Thread: Network Flow Schema + Bulk Import/Updates

Network Flow Schema + Bulk Import/Updates

From
"Michael L. Artz"
Date:
I'm fairly new at Postgres and had some basic design questions.  My
problem is basically that I want to do large bulk imports (millions of
rows) into a large DB (billions of rows) where there might already be
data that needs to be updated instead of inserting a new row.  I read a
similar post a few days ago, but I just had a couple more questions.

My DB decomposes into storing something similar to Cisco Netflow
records, i.e. source IP, source Port, dest IP, dest Port, and a bit more
information about network flow data, as well as 2 timestamps, a count
field, and a foreign key into a small table (<100 rows) (schema below).
I will be nightly importing the data (which could number in the millions
of rows) and, since the DB is not quite production, I can do almost
whatever I want, as long as the DB is in a query-able state by morning.
The nightly imports are the only modifications to the table; otherwise
the table is read-only and accessed via a web application.  Needless to
say, the table will get huge (I'm estimating billions of rows within a
month), although it should level off as I get more and more duplicates.

CREATE TABLE flow (
    source_ip   INET,
    --- SMALLINT not normally big enough (signed vs. unsigned),
    --- but convert in application space
    source_port   SMALLINT,
    dest_ip   INET,
    dest_port   SMALLINT,

    comment   VARCHAR(128),
    count   INTEGER,
    first_seen   DATE,
    last_seen   DATE,
    fk   INTEGER NOT NULL REFERENCES small_table(small_id)
);
CREATE INDEX flow_source_ip_idx ON flow (source_ip);
CREATE INDEX flow_dest_ip_idx ON flow (dest_ip);

When I import the data (thousands to millions of rows), I want to check
and see if there is a row that already exists with the same source_ip,
dest_ip, and comment and, if so, I want to update the row to increment
and update the first_seen and last_seen dates if need be.  Otherwise,
just insert a new row with a count of 1.

Basic question:  What's the best way to go about this?

From what I have read, it seemed like the consensus was to import (COPY)
the new data into a temporary table and then work on the inserts and
updates from there.  I also read some suggestions involving triggers ...
which way would be best given my dataset?  I've thought about doing it
in application space (Perl) by querying out all the rows that need to be
updated, deleting said rows, dropping the indexes, and then doing a bulk
COPY of any new rows plus the modified old rows ... does this sound like
a good/bad idea?

_DATA LISTING_
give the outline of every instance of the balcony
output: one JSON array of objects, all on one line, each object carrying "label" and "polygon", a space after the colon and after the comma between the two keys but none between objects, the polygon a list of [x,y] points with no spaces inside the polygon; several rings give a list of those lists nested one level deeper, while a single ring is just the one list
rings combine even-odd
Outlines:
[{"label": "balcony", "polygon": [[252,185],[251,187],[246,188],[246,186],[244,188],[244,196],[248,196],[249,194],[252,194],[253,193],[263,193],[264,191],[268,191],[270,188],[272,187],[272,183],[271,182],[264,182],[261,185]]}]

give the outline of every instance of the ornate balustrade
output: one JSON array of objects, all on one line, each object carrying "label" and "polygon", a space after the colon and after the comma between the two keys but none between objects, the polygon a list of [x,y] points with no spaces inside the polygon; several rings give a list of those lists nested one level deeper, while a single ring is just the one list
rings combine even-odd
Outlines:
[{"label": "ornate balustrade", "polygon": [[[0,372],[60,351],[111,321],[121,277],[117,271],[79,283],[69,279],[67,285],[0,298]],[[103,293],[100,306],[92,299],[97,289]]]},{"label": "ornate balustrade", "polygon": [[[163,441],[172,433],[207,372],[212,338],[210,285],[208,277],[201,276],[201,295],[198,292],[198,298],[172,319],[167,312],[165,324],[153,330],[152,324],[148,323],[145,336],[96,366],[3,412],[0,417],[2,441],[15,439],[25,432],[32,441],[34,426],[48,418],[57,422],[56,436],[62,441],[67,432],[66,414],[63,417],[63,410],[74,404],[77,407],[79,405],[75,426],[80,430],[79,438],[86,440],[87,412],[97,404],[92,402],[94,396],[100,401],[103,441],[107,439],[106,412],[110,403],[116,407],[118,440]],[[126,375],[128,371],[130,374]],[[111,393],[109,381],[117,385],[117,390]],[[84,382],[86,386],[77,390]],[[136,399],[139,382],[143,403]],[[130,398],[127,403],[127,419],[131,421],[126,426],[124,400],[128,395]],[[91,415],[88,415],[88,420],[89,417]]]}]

_OBJECTIVE_
Continue the Postgres thread on bulk-importing network flow records, starting right after its final question.

_ANSWER TO THE PROBLEM_
Some other basic questions:

-Should I drop and recreate the indexes anytime, given that the updates
and selects will use them extensively to find matching rows in the
existing flow table?  Perhaps create a new index on (source_ip, dest_ip)?

-What do you think of the schema for storing network flow data
considering that I'm only storing single IPs and I do need the comment
field?  Is the INET data type the best thing to use here (12 bytes, I
think), or should I use my application to convert my IPs to "INTEGER"
equivalents (4 bytes)?  Perhaps create a new Postgres data type?
Although I have another table which actually uses INET networks, and I'd
like to be able to join the two, so a new data type might be more work
than I initially though (although I'm up for it) :)

-How many rows at a time can I practically insert with the COPY
command?  I've read about people doing millions, but is that realistic,
or should I break my load into X-record chunks/transactions?

Any suggestions/comments/flames would be appreciated.

Thanks
-Mike

Re: Network Flow Schema + Bulk Import/Updates

From
Tony Wasson
Date:
On 9/20/05, Michael L. Artz <dragon@october29.net> wrote:
> I'm fairly new at Postgres and had some basic design questions.  My
> problem is basically that I want to do large bulk imports (millions of
> rows) into a large DB (billions of rows) where there might already be
> data that needs to be updated instead of inserting a new row.  I read a
> similar post a few days ago, but I just had a couple more questions.

You can use the merge trigger below to do this. You'll need to add
some code to update the count. You may also benefit from using the new
constraint exclusion (table partitioning) in PostgreSQL 8.1. I am not
sure if CE works against the inet datatype -- if not, try converting
the IP to an integer.

This merge function is from an earlier version by Mike Rylander I got
from here:
http://archives.postgresql.org/pgsql-sql/2004-05/msg00135.php

His version worked fine, all mistakes are my own. I wanted to allow
multiple key columns.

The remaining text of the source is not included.